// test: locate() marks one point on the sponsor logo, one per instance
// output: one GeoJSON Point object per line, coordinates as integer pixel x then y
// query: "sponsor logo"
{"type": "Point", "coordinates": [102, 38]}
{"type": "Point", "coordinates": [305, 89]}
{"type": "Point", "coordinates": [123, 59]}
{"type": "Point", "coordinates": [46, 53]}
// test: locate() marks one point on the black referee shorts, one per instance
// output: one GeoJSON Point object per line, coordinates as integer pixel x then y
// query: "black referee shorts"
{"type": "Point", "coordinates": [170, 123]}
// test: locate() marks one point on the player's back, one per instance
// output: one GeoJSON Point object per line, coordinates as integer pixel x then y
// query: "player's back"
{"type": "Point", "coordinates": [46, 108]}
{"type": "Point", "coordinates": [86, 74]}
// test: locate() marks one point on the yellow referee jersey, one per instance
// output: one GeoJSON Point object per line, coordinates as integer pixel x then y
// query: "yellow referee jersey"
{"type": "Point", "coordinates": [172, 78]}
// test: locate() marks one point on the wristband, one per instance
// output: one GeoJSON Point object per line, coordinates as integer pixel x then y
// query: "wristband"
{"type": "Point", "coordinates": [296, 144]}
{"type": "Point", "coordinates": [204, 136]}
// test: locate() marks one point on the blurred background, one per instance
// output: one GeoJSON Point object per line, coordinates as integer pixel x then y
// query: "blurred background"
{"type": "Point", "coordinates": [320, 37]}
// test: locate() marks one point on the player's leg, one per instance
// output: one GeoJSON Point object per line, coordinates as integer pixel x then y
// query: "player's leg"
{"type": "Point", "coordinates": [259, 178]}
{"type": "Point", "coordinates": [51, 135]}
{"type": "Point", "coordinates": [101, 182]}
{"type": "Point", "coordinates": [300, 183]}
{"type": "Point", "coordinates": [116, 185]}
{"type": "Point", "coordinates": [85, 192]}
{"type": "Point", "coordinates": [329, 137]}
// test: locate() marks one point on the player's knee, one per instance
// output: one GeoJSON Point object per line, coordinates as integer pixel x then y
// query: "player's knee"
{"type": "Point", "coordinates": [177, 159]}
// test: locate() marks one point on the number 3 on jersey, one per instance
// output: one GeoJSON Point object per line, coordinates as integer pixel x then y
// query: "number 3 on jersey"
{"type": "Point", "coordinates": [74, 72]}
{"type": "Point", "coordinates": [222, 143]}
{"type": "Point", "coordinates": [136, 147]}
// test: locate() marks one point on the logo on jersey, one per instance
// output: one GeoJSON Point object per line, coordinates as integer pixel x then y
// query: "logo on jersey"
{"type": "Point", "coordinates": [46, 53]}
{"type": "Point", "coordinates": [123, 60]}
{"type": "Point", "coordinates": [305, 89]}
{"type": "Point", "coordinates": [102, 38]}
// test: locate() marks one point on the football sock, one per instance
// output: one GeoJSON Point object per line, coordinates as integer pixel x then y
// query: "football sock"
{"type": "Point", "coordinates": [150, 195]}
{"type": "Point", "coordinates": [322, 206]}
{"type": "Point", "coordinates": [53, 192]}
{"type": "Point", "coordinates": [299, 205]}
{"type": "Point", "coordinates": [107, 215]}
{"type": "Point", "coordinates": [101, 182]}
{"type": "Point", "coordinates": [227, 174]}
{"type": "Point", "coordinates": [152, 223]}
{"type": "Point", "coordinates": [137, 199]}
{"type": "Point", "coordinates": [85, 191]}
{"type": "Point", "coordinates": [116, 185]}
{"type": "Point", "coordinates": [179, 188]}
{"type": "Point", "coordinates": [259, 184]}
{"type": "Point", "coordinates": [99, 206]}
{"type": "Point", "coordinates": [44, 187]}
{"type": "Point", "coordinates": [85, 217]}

---

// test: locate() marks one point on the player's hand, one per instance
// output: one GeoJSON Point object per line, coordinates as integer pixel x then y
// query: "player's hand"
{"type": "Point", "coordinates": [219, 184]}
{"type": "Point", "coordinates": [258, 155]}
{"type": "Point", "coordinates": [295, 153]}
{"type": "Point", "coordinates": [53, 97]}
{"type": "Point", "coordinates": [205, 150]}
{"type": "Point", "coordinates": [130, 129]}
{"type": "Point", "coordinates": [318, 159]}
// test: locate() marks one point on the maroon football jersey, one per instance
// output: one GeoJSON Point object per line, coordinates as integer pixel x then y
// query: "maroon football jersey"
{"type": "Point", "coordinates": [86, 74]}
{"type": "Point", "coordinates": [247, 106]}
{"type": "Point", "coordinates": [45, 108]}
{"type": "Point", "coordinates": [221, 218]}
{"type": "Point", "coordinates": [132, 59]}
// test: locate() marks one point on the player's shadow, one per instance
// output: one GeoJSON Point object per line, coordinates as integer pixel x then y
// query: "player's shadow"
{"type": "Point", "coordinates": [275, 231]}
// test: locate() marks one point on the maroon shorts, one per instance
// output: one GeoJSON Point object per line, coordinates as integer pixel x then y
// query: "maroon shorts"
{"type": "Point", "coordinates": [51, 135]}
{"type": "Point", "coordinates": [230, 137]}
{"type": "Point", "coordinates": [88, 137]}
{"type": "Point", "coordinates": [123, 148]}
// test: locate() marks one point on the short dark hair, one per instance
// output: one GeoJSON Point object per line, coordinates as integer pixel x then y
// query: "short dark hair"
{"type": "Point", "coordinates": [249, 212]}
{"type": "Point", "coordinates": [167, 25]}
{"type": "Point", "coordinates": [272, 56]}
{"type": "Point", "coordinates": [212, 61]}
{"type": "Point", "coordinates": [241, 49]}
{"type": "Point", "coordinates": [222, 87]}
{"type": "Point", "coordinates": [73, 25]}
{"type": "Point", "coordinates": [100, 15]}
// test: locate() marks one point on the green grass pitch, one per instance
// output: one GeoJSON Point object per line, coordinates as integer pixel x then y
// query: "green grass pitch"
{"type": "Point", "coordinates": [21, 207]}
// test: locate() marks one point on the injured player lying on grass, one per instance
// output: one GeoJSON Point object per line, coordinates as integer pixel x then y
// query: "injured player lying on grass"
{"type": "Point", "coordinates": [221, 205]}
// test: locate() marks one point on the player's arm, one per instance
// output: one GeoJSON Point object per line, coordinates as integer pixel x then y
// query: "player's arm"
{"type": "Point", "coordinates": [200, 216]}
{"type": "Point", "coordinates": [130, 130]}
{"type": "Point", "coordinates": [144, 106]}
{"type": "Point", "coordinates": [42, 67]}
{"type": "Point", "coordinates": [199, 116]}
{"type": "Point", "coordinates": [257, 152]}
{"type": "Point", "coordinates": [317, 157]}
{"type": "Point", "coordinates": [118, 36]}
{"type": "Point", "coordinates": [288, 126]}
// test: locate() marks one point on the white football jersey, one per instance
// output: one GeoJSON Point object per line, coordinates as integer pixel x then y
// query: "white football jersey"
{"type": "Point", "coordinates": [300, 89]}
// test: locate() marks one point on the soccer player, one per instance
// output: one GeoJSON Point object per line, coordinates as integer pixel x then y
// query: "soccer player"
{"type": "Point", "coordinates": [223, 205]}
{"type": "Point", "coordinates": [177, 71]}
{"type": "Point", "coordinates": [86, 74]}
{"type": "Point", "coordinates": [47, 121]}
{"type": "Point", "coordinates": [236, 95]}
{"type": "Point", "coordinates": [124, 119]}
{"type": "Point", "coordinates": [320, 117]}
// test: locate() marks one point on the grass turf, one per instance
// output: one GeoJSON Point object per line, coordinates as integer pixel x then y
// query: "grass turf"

:: Instruction ::
Count the lines in the data that contain the string "soccer". Reply with the number only.

:: Answer to this exercise ::
2